──────── DATA EXCERPTS ────────
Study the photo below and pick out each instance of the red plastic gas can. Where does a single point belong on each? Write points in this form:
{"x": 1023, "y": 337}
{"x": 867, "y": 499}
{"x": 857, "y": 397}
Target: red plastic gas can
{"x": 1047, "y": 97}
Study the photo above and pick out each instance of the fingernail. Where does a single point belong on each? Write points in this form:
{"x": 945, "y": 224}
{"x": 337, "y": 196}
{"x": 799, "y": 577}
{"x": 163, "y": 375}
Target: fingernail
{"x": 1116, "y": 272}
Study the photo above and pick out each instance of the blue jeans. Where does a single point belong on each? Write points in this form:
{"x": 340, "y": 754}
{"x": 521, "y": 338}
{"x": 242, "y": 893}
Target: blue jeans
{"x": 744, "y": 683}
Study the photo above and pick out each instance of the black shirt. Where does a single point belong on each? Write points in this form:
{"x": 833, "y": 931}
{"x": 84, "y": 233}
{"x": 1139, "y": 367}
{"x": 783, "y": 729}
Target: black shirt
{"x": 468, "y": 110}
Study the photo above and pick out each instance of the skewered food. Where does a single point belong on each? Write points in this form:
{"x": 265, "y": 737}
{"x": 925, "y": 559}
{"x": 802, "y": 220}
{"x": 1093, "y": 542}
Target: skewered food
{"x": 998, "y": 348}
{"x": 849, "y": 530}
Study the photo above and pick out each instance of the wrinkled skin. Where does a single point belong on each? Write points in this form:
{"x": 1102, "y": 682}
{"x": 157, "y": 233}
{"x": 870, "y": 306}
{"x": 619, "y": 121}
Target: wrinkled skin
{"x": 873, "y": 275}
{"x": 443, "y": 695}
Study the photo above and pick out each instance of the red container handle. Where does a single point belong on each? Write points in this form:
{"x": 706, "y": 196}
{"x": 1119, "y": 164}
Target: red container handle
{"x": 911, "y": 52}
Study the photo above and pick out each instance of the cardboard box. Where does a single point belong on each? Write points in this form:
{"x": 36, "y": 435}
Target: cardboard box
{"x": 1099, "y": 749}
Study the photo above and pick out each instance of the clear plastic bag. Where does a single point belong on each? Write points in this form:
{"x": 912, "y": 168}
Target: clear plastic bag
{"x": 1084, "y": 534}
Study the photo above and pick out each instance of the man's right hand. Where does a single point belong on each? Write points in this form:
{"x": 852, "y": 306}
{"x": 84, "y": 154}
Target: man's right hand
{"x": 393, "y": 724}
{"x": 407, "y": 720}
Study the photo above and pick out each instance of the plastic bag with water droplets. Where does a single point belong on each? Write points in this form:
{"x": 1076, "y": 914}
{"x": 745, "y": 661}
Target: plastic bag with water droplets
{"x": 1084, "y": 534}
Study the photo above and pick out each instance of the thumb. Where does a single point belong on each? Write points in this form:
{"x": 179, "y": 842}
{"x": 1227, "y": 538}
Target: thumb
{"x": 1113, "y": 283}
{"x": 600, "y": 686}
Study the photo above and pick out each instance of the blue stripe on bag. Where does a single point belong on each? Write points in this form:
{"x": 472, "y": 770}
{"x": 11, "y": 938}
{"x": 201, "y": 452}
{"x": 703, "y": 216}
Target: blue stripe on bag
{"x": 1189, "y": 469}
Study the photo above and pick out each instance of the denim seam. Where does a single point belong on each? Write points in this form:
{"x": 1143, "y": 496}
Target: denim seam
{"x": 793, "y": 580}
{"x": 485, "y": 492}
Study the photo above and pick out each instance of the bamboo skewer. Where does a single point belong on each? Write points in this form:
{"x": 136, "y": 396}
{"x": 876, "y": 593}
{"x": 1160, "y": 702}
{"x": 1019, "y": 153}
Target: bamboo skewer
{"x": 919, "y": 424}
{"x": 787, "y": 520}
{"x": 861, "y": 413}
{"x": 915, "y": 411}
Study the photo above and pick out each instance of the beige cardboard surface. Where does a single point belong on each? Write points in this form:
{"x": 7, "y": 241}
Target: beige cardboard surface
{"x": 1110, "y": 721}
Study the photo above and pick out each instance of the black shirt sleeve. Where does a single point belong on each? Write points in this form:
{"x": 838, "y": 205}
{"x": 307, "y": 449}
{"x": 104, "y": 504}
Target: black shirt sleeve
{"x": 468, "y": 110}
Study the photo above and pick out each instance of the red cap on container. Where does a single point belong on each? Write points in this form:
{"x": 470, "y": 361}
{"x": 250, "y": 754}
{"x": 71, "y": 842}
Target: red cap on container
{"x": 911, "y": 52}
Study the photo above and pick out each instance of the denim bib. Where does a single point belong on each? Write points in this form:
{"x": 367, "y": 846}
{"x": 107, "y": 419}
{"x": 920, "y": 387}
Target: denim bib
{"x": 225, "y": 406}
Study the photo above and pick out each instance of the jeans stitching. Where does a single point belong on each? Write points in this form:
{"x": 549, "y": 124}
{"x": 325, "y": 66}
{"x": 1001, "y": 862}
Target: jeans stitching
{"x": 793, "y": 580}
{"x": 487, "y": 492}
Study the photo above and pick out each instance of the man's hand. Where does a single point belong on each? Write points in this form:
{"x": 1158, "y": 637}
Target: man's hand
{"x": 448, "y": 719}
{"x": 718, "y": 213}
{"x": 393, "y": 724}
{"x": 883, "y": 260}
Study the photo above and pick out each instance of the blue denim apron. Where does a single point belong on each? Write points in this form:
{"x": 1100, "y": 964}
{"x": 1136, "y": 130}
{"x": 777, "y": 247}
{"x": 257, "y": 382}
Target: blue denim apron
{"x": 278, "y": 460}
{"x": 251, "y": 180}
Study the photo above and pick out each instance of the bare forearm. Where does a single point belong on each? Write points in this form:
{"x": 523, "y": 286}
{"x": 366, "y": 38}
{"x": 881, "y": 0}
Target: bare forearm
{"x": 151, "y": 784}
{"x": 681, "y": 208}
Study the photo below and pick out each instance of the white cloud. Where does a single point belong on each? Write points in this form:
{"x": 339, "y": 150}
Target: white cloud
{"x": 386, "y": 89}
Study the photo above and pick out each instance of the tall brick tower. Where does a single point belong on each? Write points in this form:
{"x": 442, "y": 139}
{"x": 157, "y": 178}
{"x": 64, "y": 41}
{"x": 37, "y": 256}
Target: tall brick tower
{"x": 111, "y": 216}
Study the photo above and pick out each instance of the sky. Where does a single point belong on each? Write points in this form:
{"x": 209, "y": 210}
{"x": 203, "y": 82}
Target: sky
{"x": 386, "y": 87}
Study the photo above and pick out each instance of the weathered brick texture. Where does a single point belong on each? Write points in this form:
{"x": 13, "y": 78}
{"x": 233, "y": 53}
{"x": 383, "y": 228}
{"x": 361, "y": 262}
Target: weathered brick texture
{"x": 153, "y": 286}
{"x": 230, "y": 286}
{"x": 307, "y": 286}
────────
#### [GOAL]
Your task is to output all of the data above word for word.

#### [EXPECTED OUTPUT]
Study the photo below and pick out each instance of the red plastic gas can. Where does a single point belong on each? Write points in this form:
{"x": 1023, "y": 337}
{"x": 867, "y": 499}
{"x": 857, "y": 397}
Target: red plastic gas can
{"x": 1047, "y": 97}
Study the photo above and pick out each instance of the fingernail. Where does a single point belong on each? Write points in this form:
{"x": 945, "y": 224}
{"x": 337, "y": 196}
{"x": 799, "y": 577}
{"x": 163, "y": 375}
Target: fingernail
{"x": 1116, "y": 272}
Study the photo above and pick out each instance of the blue jeans. Where does a single point belong on each? Write points in this form:
{"x": 340, "y": 754}
{"x": 521, "y": 338}
{"x": 242, "y": 893}
Target: blue jeans
{"x": 744, "y": 683}
Study the photo above and pick out each instance of the black shirt. Where does a single point belong on each? Write points in this form:
{"x": 833, "y": 931}
{"x": 84, "y": 233}
{"x": 1139, "y": 367}
{"x": 783, "y": 729}
Target: black shirt
{"x": 468, "y": 110}
Study the photo above and pick out each instance of the skewered food. Where does a single point belong on each? Write points in this form:
{"x": 265, "y": 737}
{"x": 925, "y": 559}
{"x": 802, "y": 220}
{"x": 1093, "y": 542}
Target: skewered food
{"x": 998, "y": 348}
{"x": 849, "y": 530}
Study the photo above and pick out each instance of the wrinkled skin. Where does a single point belong on each? Write points in this form:
{"x": 1102, "y": 682}
{"x": 157, "y": 233}
{"x": 870, "y": 306}
{"x": 619, "y": 121}
Target: wrinkled skin
{"x": 873, "y": 275}
{"x": 443, "y": 695}
Study the photo above and pick out each instance of the red container handle. Where does a single point belong on each? Write points in this form:
{"x": 706, "y": 196}
{"x": 1119, "y": 164}
Target: red container handle
{"x": 911, "y": 52}
Study the photo above and pick out each instance of the cardboard box. Where does a single point belong on each? Write points in this form:
{"x": 36, "y": 435}
Target: cardboard box
{"x": 1099, "y": 749}
Study the photo above and pick out each instance of the clear plastic bag. Where does a single point belong on each? Write points in this form:
{"x": 912, "y": 168}
Target: clear plastic bag
{"x": 1084, "y": 534}
Study the photo above and pick out each instance of the man's right hand. Where does a single point belong on each? Write points in this form:
{"x": 852, "y": 306}
{"x": 84, "y": 154}
Target: man's right hand
{"x": 393, "y": 724}
{"x": 407, "y": 720}
Study the photo above and pick out each instance of the plastic bag with water droplets. Where does a single point belong on each? Write points in this form:
{"x": 1076, "y": 914}
{"x": 745, "y": 661}
Target: plastic bag with water droplets
{"x": 1084, "y": 534}
Study the photo above and pick out each instance of the thumb. Where does a single point belong on each? Write points in this form:
{"x": 179, "y": 842}
{"x": 1227, "y": 538}
Target: thumb
{"x": 1113, "y": 283}
{"x": 600, "y": 686}
Study the photo above and pick out each instance of the blue stripe on bag. Where does a single point belong on each? Write points in this form:
{"x": 472, "y": 770}
{"x": 11, "y": 938}
{"x": 201, "y": 452}
{"x": 703, "y": 216}
Target: blue stripe on bag
{"x": 1189, "y": 469}
Study the photo above and pick out each instance of the denim seam. Where does a single point belong on each? Write points in this form:
{"x": 1143, "y": 496}
Target: denim seam
{"x": 793, "y": 580}
{"x": 485, "y": 492}
Study the photo above and pick out each instance of the bamboo skewer. Where does a single point belong on each? Write points in this form:
{"x": 136, "y": 396}
{"x": 876, "y": 593}
{"x": 1160, "y": 702}
{"x": 1019, "y": 153}
Target: bamboo skewer
{"x": 919, "y": 424}
{"x": 787, "y": 520}
{"x": 861, "y": 413}
{"x": 915, "y": 411}
Study the photo above and pick out each instance of the beige cardboard surface. Where does a single point belong on each? Write points in this form:
{"x": 7, "y": 241}
Target: beige cardboard surface
{"x": 1110, "y": 721}
Study the photo above and pick out each instance of the black shirt sleeve. Where does a single point belong on each? Write points in this form:
{"x": 838, "y": 205}
{"x": 307, "y": 449}
{"x": 104, "y": 504}
Target: black shirt sleeve
{"x": 468, "y": 110}
Study the photo above and pick out each instance of the red cap on container. Where does a single point belong on each? Write points in this form:
{"x": 470, "y": 361}
{"x": 250, "y": 754}
{"x": 71, "y": 842}
Target: red cap on container
{"x": 911, "y": 52}
Study the photo above and pick out each instance of the denim bib. Where does a single point belong on each? Write points in this form:
{"x": 367, "y": 846}
{"x": 107, "y": 419}
{"x": 920, "y": 387}
Target: denim bib
{"x": 225, "y": 406}
Study the photo above and pick out each instance of the jeans stitching. Where does a single point belong on each? Write points in this form:
{"x": 549, "y": 124}
{"x": 325, "y": 66}
{"x": 1001, "y": 862}
Target: jeans stitching
{"x": 793, "y": 580}
{"x": 487, "y": 492}
Study the photo above and pick out each instance of the man's hand. Where does a single point belong on each? Write points in this form:
{"x": 1158, "y": 637}
Target: man's hand
{"x": 448, "y": 719}
{"x": 718, "y": 213}
{"x": 393, "y": 724}
{"x": 883, "y": 260}
Study the photo above and pick out each instance of the blue denim apron. Where does a single point belong on each? Write points in this form:
{"x": 1100, "y": 964}
{"x": 1136, "y": 130}
{"x": 777, "y": 247}
{"x": 257, "y": 382}
Target: blue denim apron
{"x": 278, "y": 460}
{"x": 251, "y": 180}
Study the photo above and pick out each instance of the bare forearm. Where does a single point belong on each? Write points in this form:
{"x": 523, "y": 286}
{"x": 366, "y": 38}
{"x": 881, "y": 0}
Target: bare forearm
{"x": 151, "y": 784}
{"x": 681, "y": 208}
Study the photo below and pick out each instance of the white cloud. Where does a single point belong on each? Write points in this form:
{"x": 339, "y": 150}
Target: white cloud
{"x": 386, "y": 89}
Study the photo above and pick out each instance of the tall brick tower. Where does a single point belong on each? Write points in this form:
{"x": 442, "y": 139}
{"x": 157, "y": 178}
{"x": 64, "y": 41}
{"x": 37, "y": 256}
Target: tall brick tower
{"x": 111, "y": 216}
Study the photo above and pick out each instance of the sky. Where does a single point belong on each? Write points in this form:
{"x": 209, "y": 210}
{"x": 203, "y": 82}
Target: sky
{"x": 386, "y": 87}
Study the photo above and pick out each instance of the weathered brick texture. Where does a single point belong on each? Write points in this form:
{"x": 13, "y": 78}
{"x": 233, "y": 53}
{"x": 383, "y": 228}
{"x": 361, "y": 262}
Target: weathered brick texture
{"x": 153, "y": 286}
{"x": 230, "y": 286}
{"x": 307, "y": 286}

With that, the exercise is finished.